## PASSAGE TO READ:
++++++++

Apple recently introduced a new image model called Manzano in its research, which is designed to handle both image understanding and generation simultaneously. This dual capability is a technical challenge faced by many open-source models, and Apple states that this makes it more comparable to commercial systems such as those provided by OpenAI and Google in terms of efficiency and performance in image processing.

image.png

Currently, Manzano has not been released to the public or demonstrated publicly. However, Apple's research team shared a research paper along with some low-resolution image samples that demonstrate the model's ability to handle complex prompts. These samples were compared with outputs from the open-source model Deepseek Janus Pro and the commercial systems GPT-4o and Gemini 2.5 Flash Image Generation (also known as "Nano Banana"). In tests with three challenging prompts, Manzano performed comparably to OpenAI's GPT-4o and Google's Nano Banana.

Apple points out that the current core limitation of most open-source models lies in the fact that they often have to choose between strong image analysis and generation capabilities, while commercial systems can handle both. Especially when dealing with tasks that involve a lot of text, such as reading documents or interpreting charts, existing models perform particularly poorly.

Manzano's design uses a hybrid image tokenizer, a core concept that allows it to output two types of tokens: continuous tokens and discrete tokens. Continuous tokens represent images using floating-point numbers for understanding, while discrete tokens divide the image into fixed categories for generation. Since both tokens come from the same encoder, this reduces conflicts that may occur in traditional models.

++++++++

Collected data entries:
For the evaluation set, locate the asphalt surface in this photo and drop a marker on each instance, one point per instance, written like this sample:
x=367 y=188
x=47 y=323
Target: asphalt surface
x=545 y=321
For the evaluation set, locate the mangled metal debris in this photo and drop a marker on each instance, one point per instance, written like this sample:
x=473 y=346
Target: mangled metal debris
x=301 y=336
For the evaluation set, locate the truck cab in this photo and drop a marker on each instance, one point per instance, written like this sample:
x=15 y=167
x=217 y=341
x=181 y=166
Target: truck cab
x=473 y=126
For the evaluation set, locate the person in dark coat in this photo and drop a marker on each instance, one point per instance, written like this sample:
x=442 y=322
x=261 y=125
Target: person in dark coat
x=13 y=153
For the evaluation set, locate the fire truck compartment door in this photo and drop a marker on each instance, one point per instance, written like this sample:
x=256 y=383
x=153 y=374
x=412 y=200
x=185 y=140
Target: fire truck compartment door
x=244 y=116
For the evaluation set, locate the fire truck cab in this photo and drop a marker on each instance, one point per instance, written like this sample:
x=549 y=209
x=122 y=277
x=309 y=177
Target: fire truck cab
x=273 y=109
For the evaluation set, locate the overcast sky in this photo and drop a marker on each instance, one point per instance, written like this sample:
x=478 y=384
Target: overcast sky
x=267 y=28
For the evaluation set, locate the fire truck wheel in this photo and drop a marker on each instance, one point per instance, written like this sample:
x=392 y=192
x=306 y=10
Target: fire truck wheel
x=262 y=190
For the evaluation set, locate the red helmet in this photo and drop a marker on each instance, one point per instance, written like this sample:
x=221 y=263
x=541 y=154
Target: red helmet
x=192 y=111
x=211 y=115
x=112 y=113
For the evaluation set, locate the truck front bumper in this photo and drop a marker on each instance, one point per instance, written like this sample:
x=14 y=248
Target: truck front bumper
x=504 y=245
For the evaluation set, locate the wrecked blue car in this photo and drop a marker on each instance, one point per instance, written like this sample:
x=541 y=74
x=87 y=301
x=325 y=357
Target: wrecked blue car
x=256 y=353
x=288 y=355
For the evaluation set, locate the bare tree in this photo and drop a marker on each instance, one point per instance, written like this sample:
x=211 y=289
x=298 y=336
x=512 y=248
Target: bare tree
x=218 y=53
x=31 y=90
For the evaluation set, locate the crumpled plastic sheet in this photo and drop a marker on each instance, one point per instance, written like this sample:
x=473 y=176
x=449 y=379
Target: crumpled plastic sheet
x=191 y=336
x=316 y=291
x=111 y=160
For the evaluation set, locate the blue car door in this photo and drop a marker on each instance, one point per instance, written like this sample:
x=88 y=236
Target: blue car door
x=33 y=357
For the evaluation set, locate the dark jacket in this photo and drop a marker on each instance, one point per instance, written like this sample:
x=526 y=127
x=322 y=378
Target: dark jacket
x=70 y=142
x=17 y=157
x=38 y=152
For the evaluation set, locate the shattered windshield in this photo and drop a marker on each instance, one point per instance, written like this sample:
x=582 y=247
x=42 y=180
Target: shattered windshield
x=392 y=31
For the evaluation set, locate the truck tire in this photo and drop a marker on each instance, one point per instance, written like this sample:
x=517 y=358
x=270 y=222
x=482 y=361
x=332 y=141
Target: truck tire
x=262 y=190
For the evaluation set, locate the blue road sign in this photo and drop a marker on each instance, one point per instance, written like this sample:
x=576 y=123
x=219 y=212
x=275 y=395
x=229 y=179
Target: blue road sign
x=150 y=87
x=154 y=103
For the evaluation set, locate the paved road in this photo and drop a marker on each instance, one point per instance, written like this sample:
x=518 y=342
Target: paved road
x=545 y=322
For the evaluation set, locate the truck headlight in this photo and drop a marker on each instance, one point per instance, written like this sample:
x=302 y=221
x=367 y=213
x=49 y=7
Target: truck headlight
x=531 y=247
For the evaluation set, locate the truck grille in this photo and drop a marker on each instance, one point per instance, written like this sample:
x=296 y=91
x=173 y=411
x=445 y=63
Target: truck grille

++++++++

## EXERCISE A:
According to the Manzano passage, why does the hybrid image tokenizer reduce the conflicts that can arise in traditional models? Answer in one to three sentences.
## EXERCISE B:
Decide whether each statement agrees with the Manzano passage. Answer yes or no, and quote the deciding words of the passage.
(i) Manzano has already been released to the public.
(ii) Gemini 2.5 Flash Image Generation is also called "Nano Banana."
(iii) Discrete tokens represent images using floating-point numbers.

## ANSWER BOX A:
The hybrid tokenizer's continuous tokens and discrete tokens both come from the same encoder. Because they share that source, the design reduces conflicts that may occur in traditional models.

## ANSWER BOX B:
(i) No: "Currently, Manzano has not been released to the public or demonstrated publicly."
(ii) Yes: "Gemini 2.5 Flash Image Generation (also known as "Nano Banana")"
(iii) No: "Continuous tokens represent images using floating-point numbers for understanding, while discrete tokens divide the image into fixed categories for generation."